(Collected data)
BEGIN

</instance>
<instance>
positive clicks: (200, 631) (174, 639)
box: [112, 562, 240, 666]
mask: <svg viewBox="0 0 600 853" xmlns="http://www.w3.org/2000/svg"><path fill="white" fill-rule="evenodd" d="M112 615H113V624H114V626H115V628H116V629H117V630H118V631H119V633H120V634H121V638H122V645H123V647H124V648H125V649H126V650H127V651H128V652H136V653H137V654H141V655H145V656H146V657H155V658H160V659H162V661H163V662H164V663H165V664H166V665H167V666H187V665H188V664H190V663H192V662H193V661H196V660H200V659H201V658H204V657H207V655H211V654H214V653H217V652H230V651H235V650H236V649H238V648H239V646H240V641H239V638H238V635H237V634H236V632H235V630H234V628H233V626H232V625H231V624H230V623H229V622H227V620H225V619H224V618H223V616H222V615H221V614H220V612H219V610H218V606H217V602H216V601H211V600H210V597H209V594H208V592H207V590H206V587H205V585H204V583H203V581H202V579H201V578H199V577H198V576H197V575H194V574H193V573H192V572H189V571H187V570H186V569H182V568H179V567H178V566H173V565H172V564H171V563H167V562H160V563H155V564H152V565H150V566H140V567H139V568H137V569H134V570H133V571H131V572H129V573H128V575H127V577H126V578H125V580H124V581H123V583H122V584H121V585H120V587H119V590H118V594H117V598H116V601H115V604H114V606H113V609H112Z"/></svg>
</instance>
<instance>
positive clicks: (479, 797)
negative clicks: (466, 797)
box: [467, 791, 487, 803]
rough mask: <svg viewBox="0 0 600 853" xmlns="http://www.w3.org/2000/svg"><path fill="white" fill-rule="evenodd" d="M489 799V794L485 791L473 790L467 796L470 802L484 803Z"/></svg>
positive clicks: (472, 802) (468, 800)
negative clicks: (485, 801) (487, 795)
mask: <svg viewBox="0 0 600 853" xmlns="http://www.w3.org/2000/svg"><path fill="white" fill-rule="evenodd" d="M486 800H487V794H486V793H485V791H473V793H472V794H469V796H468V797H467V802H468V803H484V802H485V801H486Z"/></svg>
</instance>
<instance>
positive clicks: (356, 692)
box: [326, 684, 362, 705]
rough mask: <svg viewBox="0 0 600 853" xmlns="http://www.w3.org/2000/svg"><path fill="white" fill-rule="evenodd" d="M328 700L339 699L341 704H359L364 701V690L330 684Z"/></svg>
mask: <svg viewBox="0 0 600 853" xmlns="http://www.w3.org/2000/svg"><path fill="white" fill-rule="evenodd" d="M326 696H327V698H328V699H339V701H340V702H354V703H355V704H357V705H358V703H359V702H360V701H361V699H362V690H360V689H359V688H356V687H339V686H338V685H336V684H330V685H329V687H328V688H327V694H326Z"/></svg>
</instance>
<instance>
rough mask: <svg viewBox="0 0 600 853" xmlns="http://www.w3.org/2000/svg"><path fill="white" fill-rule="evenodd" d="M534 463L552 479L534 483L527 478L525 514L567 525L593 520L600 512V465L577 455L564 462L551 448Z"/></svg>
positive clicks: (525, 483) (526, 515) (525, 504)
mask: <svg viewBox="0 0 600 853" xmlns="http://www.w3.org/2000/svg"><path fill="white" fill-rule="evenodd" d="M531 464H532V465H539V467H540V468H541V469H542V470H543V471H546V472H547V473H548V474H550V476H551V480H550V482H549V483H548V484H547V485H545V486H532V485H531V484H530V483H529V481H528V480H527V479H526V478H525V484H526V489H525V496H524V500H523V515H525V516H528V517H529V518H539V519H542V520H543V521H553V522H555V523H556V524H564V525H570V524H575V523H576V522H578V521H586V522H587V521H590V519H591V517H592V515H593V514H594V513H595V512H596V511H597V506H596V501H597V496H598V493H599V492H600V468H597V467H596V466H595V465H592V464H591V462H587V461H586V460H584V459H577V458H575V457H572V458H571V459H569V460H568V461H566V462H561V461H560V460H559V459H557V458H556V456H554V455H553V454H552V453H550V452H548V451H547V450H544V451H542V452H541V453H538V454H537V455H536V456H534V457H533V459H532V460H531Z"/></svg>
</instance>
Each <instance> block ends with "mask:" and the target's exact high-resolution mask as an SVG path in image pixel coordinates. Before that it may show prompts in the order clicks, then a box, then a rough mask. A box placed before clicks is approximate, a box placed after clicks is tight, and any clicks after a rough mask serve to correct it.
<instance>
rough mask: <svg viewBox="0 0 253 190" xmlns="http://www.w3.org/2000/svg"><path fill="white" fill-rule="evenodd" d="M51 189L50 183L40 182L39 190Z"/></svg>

END

▶ [Required work]: All lines above should be output verbatim.

▶ [Answer for this exercise]:
</instance>
<instance>
positive clicks: (200, 631) (174, 639)
box: [112, 562, 240, 666]
mask: <svg viewBox="0 0 600 853" xmlns="http://www.w3.org/2000/svg"><path fill="white" fill-rule="evenodd" d="M112 615H113V624H114V626H115V628H116V629H117V630H118V631H119V633H120V634H121V638H122V645H123V647H124V648H125V649H126V650H127V651H128V652H136V653H137V654H141V655H145V656H146V657H155V658H160V659H162V661H163V662H164V663H165V664H166V665H167V666H187V665H188V664H190V663H192V662H193V661H196V660H200V659H201V658H204V657H207V655H211V654H214V653H217V652H230V651H235V650H236V649H238V648H239V646H240V641H239V638H238V635H237V634H236V632H235V630H234V628H233V626H232V625H231V624H230V623H229V622H227V620H225V619H224V618H223V616H222V615H221V614H220V612H219V610H218V606H217V602H216V601H211V600H210V597H209V594H208V592H207V590H206V587H205V585H204V583H203V581H202V579H201V578H199V577H198V576H197V575H194V574H193V573H192V572H189V571H187V570H186V569H182V568H179V567H178V566H173V565H172V564H171V563H167V562H160V563H155V564H152V565H150V566H140V567H139V568H137V569H134V570H133V571H131V572H129V573H128V575H127V577H126V578H125V580H124V581H123V583H122V584H121V585H120V587H119V590H118V594H117V598H116V601H115V604H114V606H113V609H112Z"/></svg>
</instance>
<instance>
positive clicks: (479, 797)
negative clicks: (466, 797)
box: [467, 791, 487, 803]
rough mask: <svg viewBox="0 0 600 853" xmlns="http://www.w3.org/2000/svg"><path fill="white" fill-rule="evenodd" d="M489 799V794L485 791L473 790L467 796L470 802L484 803Z"/></svg>
positive clicks: (472, 802) (468, 800)
negative clicks: (485, 801) (487, 795)
mask: <svg viewBox="0 0 600 853" xmlns="http://www.w3.org/2000/svg"><path fill="white" fill-rule="evenodd" d="M486 800H487V794H486V793H485V791H473V793H472V794H469V796H468V797H467V802H468V803H484V802H485V801H486Z"/></svg>
</instance>
<instance>
positive clicks: (356, 692)
box: [326, 684, 362, 705]
rough mask: <svg viewBox="0 0 600 853" xmlns="http://www.w3.org/2000/svg"><path fill="white" fill-rule="evenodd" d="M328 700L339 699L341 704H359L364 701V690L330 684Z"/></svg>
mask: <svg viewBox="0 0 600 853" xmlns="http://www.w3.org/2000/svg"><path fill="white" fill-rule="evenodd" d="M326 696H327V698H328V699H339V701H340V702H354V703H355V704H357V705H358V703H359V702H360V701H361V699H362V690H360V689H359V688H356V687H339V686H338V685H336V684H330V685H329V687H328V688H327V694H326Z"/></svg>
</instance>
<instance>
rough mask: <svg viewBox="0 0 600 853" xmlns="http://www.w3.org/2000/svg"><path fill="white" fill-rule="evenodd" d="M534 463L552 479L534 483L527 478L525 514L567 525L593 520L600 512V465L577 455L564 462L551 448Z"/></svg>
positive clicks: (525, 483) (526, 515) (525, 504)
mask: <svg viewBox="0 0 600 853" xmlns="http://www.w3.org/2000/svg"><path fill="white" fill-rule="evenodd" d="M531 464H532V465H539V467H540V468H541V469H542V470H543V471H546V472H547V473H548V474H550V476H551V480H550V482H549V483H548V484H547V485H545V486H532V485H531V484H530V483H529V481H528V480H527V479H526V478H525V484H526V489H525V496H524V500H523V515H525V516H528V517H529V518H539V519H542V520H543V521H553V522H555V523H556V524H564V525H570V524H575V523H576V522H578V521H586V522H587V521H590V519H591V517H592V515H593V514H594V513H595V512H596V511H597V506H596V501H597V496H598V493H599V492H600V468H597V467H596V466H595V465H592V464H591V462H587V461H586V460H584V459H577V458H575V457H572V458H571V459H569V460H568V461H566V462H561V461H560V460H559V459H557V458H556V456H554V455H553V454H552V453H550V452H548V451H547V450H544V451H542V452H541V453H538V454H537V455H536V456H534V457H533V459H532V460H531Z"/></svg>
</instance>
Each <instance> block ends with "mask:" and the target's exact high-resolution mask as an SVG path in image pixel coordinates. Before that it may show prompts in the order clicks, then a box, then a rough mask. A box placed before clicks is approximate, a box placed after clicks is tight, and any clicks after a rough mask serve to correct it.
<instance>
rough mask: <svg viewBox="0 0 253 190" xmlns="http://www.w3.org/2000/svg"><path fill="white" fill-rule="evenodd" d="M51 189L50 183L40 182L39 190Z"/></svg>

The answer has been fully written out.